--- START OF Text shown ---

### Compute and store filtered and demodulated velocity fields at each grid point

In [1]:
import numpy as np
import geopandas as gpd

import xarray as xr
from matplotlib import pyplot as plt
%matplotlib inline

from xhistogram.xarray import histogram
import dask.dataframe as dd
#import cartopy.crs as ccrs
#import cartopy.feature as cfeature

import mitequinox.utils as ut
from mitequinox.plot import *
import mitequinox.parcels as pa
from xmitgcm import llcreader

from scipy import signal
import scipy.ndimage as im

from sympy import Symbol, pi, atan, factor, lambdify

import mitequinox.plot as pl
import mitequinox.sigp as sp

from fsspec.implementations.local import LocalFileSystem

INFO: Compiled ParcelsRandom ==> /dev/shm/pbs.8681377.datarmor0/parcels-502090/libparcels_random_db70638f-1ad1-4b21-927a-10640ee6f5a9.so


In [16]:
from dask.distributed import Client, LocalCluster
#
#cluster = LocalCluster()
#
from dask_jobqueue import PBSCluster
cluster = PBSCluster(processes=12, cores=12) #processes=7, cores=7
w = cluster.scale(jobs=8
                 )
client = Client(cluster)

In [3]:
def convolve(x, h=None, hilbert=False):
    """ Convolve an input signal with a kernel
    Optionaly compute the Hilbert transform of the resulting time series
    
    Parameters
    x : input signal
    h : filter 
    hilbert : True for Hilbert transform to be applied to the filtered signal
    
    Returns
    x_f : filtered signal or hilbert transform of the filtered signal
    """
    x_f = signal.filtfilt(h, [1], x, axis=-1,padlen=0)#
    if hilbert:
        return signal.hilbert(x_f)
    else:
        return x_f

def filt(v, h, hilbert=False):
    
    output_dtype = complex if hilbert else float
    gufunc_kwargs = dict(output_sizes={'time': len(v.time)})

--- END OF Text shown ---
--- START OF Data section ---

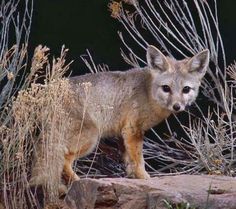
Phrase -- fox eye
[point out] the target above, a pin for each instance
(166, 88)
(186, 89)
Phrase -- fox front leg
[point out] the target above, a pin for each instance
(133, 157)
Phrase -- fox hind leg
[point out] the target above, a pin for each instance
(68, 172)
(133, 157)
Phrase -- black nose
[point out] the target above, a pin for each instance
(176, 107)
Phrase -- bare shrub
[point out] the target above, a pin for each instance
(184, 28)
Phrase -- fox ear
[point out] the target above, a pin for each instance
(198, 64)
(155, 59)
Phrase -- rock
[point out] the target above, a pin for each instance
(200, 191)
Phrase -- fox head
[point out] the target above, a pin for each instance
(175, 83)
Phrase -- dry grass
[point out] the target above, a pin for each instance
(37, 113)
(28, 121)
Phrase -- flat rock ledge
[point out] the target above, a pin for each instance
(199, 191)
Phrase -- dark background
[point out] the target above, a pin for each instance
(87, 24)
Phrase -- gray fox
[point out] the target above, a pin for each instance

--- END OF Data section ---

Answer from the notebook above.
(a) What values are passed for processes and cores when the PBSCluster is created?
(b) To how many jobs is the cluster scaled?
(c) In the filt function, what output data type is used when hilbert is True?

(a) 12 processes and 12 cores.
(b) 8 jobs.
(c) complex.